#### PROBLEM TO WORK ON
Pick out every line of the listing below that contains the string "drawing" and copy each such line.

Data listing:
◆ ◆ ◆ ◆ ◆

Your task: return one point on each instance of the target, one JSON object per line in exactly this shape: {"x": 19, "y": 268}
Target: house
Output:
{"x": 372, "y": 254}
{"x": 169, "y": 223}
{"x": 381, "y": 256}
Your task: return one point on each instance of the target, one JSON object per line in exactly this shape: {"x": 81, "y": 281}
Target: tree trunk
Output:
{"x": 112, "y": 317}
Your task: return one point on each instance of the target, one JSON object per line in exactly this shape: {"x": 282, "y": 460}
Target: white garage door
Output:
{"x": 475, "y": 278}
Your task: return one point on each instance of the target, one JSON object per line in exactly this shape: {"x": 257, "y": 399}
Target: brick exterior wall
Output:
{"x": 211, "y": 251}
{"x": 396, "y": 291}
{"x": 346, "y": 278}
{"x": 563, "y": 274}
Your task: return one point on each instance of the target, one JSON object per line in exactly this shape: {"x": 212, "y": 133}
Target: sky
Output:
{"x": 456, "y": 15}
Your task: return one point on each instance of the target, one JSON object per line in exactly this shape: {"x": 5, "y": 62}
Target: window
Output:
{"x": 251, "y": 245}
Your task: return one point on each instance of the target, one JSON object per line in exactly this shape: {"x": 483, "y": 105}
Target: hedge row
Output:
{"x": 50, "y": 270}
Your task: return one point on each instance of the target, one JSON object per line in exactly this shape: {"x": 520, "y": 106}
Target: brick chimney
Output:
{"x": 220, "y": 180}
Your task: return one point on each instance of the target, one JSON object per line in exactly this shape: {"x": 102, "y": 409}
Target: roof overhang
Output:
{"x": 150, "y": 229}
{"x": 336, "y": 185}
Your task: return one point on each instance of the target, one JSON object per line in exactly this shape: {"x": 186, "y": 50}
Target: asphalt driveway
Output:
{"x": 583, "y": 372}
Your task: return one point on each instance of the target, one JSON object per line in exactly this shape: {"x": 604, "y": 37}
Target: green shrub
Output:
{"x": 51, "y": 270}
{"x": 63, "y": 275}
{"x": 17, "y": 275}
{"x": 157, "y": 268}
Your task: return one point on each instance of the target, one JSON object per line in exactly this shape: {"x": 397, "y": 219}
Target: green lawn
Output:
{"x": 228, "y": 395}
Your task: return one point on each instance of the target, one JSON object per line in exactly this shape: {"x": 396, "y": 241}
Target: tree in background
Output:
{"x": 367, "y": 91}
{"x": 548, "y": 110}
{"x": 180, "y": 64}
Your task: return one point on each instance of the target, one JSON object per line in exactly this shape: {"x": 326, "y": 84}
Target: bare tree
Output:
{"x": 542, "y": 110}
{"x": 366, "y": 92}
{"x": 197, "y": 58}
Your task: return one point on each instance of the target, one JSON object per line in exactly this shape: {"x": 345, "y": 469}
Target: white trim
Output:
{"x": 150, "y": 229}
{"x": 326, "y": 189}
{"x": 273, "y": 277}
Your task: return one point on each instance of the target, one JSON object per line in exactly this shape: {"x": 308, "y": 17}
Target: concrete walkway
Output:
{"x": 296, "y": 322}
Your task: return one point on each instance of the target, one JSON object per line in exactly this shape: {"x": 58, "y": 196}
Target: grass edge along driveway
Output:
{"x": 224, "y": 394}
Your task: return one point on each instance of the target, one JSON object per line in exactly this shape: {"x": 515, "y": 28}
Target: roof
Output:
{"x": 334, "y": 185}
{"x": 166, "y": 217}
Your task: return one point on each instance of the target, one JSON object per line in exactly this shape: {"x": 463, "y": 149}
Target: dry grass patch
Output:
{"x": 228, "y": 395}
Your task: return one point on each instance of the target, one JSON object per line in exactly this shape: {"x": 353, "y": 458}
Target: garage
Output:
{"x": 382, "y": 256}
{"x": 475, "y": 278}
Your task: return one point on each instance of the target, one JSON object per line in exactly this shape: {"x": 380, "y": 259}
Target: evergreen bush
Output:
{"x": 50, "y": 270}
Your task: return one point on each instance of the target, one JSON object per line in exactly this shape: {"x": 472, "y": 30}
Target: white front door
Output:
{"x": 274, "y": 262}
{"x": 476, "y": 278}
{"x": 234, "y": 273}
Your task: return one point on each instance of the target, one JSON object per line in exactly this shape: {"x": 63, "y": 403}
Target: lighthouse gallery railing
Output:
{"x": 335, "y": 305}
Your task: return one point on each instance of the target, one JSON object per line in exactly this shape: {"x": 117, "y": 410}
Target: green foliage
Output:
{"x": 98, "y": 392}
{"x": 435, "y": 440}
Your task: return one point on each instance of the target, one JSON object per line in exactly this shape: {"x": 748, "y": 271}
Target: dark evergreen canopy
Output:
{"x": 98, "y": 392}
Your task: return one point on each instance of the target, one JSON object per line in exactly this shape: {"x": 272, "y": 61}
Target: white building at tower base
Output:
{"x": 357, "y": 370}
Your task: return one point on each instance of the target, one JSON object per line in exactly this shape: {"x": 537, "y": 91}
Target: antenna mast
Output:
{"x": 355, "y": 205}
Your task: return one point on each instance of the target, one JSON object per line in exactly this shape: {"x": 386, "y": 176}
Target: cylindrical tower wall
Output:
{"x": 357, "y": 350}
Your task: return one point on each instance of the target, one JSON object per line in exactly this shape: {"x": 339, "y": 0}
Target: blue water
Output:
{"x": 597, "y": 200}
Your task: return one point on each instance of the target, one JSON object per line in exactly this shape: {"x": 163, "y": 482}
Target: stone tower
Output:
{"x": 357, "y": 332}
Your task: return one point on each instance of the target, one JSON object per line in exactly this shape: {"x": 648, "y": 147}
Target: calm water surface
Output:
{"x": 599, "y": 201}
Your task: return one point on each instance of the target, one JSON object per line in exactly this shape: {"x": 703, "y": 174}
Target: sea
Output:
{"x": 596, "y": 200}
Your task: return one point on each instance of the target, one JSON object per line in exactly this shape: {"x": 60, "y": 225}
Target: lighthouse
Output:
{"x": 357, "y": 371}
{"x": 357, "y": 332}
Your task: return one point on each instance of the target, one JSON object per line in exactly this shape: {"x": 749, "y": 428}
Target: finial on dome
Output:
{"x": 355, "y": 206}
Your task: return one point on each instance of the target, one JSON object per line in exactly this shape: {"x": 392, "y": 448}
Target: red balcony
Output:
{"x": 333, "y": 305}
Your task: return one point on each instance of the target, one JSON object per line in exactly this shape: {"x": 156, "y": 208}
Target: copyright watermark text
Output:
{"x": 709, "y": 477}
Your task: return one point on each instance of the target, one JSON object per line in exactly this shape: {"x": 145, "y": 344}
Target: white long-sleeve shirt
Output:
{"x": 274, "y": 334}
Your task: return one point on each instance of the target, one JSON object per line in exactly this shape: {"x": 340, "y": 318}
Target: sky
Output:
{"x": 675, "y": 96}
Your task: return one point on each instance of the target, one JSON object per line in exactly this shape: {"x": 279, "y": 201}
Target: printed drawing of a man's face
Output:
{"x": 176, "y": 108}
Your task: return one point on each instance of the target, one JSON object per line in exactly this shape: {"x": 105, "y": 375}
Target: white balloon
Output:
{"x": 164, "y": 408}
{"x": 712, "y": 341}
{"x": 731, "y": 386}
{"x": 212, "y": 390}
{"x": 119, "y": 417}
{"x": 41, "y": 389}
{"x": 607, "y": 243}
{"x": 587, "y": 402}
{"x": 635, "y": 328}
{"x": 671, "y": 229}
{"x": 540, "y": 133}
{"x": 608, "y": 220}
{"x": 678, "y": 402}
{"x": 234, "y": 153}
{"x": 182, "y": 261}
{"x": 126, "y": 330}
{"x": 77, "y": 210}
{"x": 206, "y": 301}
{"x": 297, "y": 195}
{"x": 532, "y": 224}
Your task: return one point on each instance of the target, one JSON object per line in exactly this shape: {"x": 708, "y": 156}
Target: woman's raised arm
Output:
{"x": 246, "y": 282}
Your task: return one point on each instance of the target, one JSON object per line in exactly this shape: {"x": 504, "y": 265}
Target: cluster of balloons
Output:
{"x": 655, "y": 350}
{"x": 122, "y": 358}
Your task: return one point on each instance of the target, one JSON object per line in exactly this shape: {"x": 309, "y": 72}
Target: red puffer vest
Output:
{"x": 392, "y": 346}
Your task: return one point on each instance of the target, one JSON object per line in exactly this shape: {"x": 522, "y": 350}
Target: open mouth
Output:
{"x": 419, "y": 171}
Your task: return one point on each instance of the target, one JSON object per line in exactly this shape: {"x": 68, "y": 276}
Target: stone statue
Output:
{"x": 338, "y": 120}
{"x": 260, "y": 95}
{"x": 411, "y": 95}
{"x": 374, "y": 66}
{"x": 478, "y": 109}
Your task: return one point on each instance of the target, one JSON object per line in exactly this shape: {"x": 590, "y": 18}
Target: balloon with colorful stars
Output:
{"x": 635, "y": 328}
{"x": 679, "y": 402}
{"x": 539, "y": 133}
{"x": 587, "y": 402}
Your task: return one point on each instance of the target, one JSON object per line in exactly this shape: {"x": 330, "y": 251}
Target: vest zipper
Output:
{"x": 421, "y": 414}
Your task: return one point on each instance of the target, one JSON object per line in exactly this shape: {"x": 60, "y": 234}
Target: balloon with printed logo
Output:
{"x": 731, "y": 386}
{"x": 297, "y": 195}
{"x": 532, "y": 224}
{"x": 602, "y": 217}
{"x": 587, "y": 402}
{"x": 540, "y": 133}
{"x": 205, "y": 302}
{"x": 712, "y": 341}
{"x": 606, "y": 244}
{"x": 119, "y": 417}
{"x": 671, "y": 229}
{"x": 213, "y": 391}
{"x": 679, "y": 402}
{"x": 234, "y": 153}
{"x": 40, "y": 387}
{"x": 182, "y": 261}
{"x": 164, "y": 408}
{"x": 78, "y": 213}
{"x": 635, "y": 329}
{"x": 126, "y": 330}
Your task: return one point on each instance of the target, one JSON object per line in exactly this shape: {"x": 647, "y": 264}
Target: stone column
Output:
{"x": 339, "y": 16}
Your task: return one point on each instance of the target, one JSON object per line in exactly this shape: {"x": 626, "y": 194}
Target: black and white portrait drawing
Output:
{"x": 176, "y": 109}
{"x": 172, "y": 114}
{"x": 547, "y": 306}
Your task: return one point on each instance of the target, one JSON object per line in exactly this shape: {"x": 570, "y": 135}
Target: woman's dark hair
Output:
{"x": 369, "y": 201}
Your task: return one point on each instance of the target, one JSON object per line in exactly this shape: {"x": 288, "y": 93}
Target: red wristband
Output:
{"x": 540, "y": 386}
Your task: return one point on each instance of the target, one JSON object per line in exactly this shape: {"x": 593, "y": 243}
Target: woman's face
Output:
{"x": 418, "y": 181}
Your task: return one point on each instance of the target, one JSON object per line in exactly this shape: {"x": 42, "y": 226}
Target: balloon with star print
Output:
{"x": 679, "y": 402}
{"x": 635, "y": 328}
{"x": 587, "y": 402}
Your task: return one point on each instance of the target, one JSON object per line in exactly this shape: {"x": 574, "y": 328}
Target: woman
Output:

◆ ◆ ◆ ◆ ◆

#### SOLUTION FOR THIS PROBLEM
Target: printed drawing of a man's face
Target: black and white portrait drawing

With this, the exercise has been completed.